* Text to read
--- start ---

# 01. Introduction to pandas

In this part we are going to explain some basic concepts in pandas and how to work with Pandas on simple datasets

## 1. Import the Pandas library in a virtual environment

To use this pandas notebook it is good pratice to build a virtual environment first and then activate it.

To do this go to the directory in the terminal where you cloned this repository and type: `python3 -m venv venv`.

This should create an environment that you can activate by typing: `source ./venv/bin/activate`.
Now the prompt in your terminal should start with `(venv)` and you can start installing libraries without messing with the rest of you systems.

For a detailed tutorial on how to use virtual environments the site https://realpython.com/python-virtual-environments-a-primer/ is a good bit somewhat outdated start. Planning on creating my own one soon..

NB: If you are using source control you must also create a file called `.gitignore` in the root directory of this project and type `venv/` and save it. Otherwise the environment is stored in your repository.

Now we are ready to import the panda library using `!pip install pandas` in the notebook to install the Pandas module and import it in our notebook.

We use `as pd` as a convention to alias the library.


In [None]:
# installing pandas
!pip install pandas

In [None]:
# importing pandas in the project. As a convention we import the library with the 
import pandas as pd

## 1. Introduction to a dataframes.

The 3 components of pandas are the "Index", "Series" and "DataFrame".

A Series is one column, and a DataFrame is a one or more columns combined, together with a unique index.
Series is something we will touch on later in this course. Lets first explore the main component, namely the dataframe.

Let's see how this works:

In [None]:
# List of first names
firstnames = ['John', 'Peter', 'Francis', 'Bob', 'Mary']
# turn it into a dataframe
df = pd.DataFrame(firstnames)
# and inspect what we have
df

As we can see we now have something that resembles a spreadsheet. Although there are some notable differences:
* The rows start with a '0' instead of '1'.
* The column also has a '0' as a header and not 'firstnames' or an 'A' as you may be familiar with in a spreadsheet.
Let's add another column..

In [None]:
# list of last names
lastnames = ['Doe','Parker','Bacon','Smith','Poppins']
# make a list of both the lists that we have
names = [firstnames,lastnames]
# turn it into a dataframe again
df = pd.DataFrame(names)
# and inspect what we have
df

Clearly not the intended result! We wanted a the firstnames and the lastnames in columns not rows. To accomplish this we need to put the the lists in a different order. We need to specify the rows that we want.

In [None]:
# list of names
names = [['John','Doe'],['Peter','Parker'],['Frances','Bacon'],['Bob','Smith'],['Mary','Poppins']]
# turn it into a dataframe again
df = pd.DataFrame(names)

--- end ---

* Exercise A
List every last name in the `lastnames` list in the pandas introduction.
* Exercise B
Please write the next part of the pandas introduction, picking up right after its last line.
The lines after this have no connection to the pandas introduction.

* Dataset excerpt
--- start ---

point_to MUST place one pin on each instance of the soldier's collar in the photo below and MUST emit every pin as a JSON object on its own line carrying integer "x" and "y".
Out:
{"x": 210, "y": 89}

--- end ---

* Exercise response A
Doe, Parker, Bacon, Smith, Poppins

* Exercise response B
# and inspect what we have
df

This looks better but very tedious as we want the data to be added as lists of first names and last names. To accomplish the we need to put the data in a Python dictionary. 

In [None]:
names = {"A":firstnames,"B":lastnames}
# turn it into a dataframe again
df = pd.DataFrame(names)
# and inspect what we have
df

Voila! a spreadsheet, albeit with the rows starting at 0.. But as you may have noticed, we can now change the column names to something more usefull.

In [None]:
names = {"First names":firstnames,"Last names":lastnames}
# turn it into a dataframe again
df = pd.DataFrame(names)
# and inspect what we have
df

We are still left with the rows starting a "0"

In [None]:
# index = [1,2,3,4,5]
# or better
index = list(range(1,len(firstnames)+1))
# turn it into a dataframe again but now with index
df = pd.DataFrame(names, index=index)
# and inspect what we have
df



That looks what we are after!

Or not.. Unless you are sure you should keep the index as is. We will see some situations were adding a custom index is a smart idea late in this course.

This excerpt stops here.